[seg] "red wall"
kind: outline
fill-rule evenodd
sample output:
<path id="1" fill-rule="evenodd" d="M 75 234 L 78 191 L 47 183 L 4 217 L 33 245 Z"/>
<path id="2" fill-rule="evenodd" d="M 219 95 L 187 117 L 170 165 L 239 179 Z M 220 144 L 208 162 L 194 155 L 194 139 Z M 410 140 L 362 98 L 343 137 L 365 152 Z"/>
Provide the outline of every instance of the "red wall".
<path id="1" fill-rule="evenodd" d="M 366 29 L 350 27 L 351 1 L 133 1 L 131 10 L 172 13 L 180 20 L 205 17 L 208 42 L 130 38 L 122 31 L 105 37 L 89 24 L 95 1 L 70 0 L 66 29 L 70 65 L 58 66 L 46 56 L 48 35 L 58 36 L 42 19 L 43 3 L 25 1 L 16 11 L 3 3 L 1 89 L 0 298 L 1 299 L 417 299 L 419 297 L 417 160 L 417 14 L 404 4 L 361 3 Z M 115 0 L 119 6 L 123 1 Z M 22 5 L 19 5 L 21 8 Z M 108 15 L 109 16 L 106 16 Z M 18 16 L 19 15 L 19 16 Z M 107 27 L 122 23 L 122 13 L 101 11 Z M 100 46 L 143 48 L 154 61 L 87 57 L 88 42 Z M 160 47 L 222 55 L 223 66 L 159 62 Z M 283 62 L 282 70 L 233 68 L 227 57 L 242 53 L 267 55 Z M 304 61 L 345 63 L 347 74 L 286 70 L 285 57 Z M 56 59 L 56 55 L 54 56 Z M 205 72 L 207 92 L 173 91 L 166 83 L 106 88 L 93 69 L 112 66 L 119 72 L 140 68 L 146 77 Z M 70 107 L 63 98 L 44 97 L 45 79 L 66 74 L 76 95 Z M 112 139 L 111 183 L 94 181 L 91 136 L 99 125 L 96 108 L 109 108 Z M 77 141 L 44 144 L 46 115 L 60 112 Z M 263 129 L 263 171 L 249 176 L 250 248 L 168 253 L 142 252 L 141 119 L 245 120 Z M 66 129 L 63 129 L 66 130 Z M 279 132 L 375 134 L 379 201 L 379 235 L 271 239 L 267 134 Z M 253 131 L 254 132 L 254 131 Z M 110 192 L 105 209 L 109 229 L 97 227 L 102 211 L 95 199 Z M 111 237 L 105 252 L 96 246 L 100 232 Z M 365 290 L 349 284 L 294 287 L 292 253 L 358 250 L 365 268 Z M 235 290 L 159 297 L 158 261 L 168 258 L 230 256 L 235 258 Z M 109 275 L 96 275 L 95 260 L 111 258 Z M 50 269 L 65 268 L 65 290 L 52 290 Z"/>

The problem: Please transcribe exactly the line containing "Provide the outline" and every line after it to the end of the data, and no other lines.

Answer to the exercise:
Provide the outline of every instance of the "red wall".
<path id="1" fill-rule="evenodd" d="M 366 29 L 350 27 L 351 1 L 133 1 L 131 10 L 172 13 L 180 20 L 205 17 L 208 42 L 130 38 L 122 31 L 105 37 L 89 24 L 95 1 L 70 0 L 66 29 L 70 65 L 58 66 L 46 56 L 48 35 L 58 36 L 42 19 L 43 3 L 25 1 L 16 11 L 3 3 L 1 89 L 0 298 L 1 299 L 417 299 L 419 297 L 417 160 L 417 14 L 404 4 L 361 3 Z M 115 0 L 119 6 L 123 1 Z M 22 5 L 19 5 L 21 8 Z M 108 15 L 109 16 L 106 16 Z M 18 16 L 19 15 L 19 16 Z M 107 27 L 122 23 L 122 13 L 101 11 Z M 100 46 L 143 48 L 154 61 L 87 57 L 88 42 Z M 160 47 L 222 55 L 223 66 L 159 62 Z M 283 62 L 282 70 L 233 68 L 227 57 L 242 53 L 267 55 Z M 304 61 L 345 63 L 347 74 L 286 70 L 285 57 Z M 56 59 L 56 55 L 54 56 Z M 205 72 L 207 92 L 173 91 L 166 83 L 106 88 L 93 69 L 112 66 L 119 72 L 140 68 L 146 77 Z M 70 107 L 63 98 L 44 97 L 45 79 L 66 74 L 76 95 Z M 112 139 L 111 183 L 94 181 L 91 136 L 99 125 L 96 108 L 109 108 Z M 77 141 L 44 144 L 46 115 L 60 112 Z M 263 129 L 263 171 L 249 176 L 250 248 L 168 253 L 142 252 L 141 119 L 245 120 Z M 66 129 L 63 129 L 66 130 Z M 279 132 L 375 134 L 379 201 L 379 235 L 271 239 L 267 134 Z M 253 131 L 254 132 L 254 131 Z M 110 192 L 105 209 L 109 229 L 97 227 L 102 211 L 95 199 Z M 111 237 L 105 252 L 96 246 L 100 232 Z M 365 290 L 349 284 L 294 287 L 292 253 L 358 250 L 365 268 Z M 235 290 L 159 297 L 158 261 L 168 258 L 230 256 L 235 258 Z M 109 275 L 96 275 L 95 260 L 111 258 Z M 50 269 L 65 268 L 65 290 L 52 290 Z"/>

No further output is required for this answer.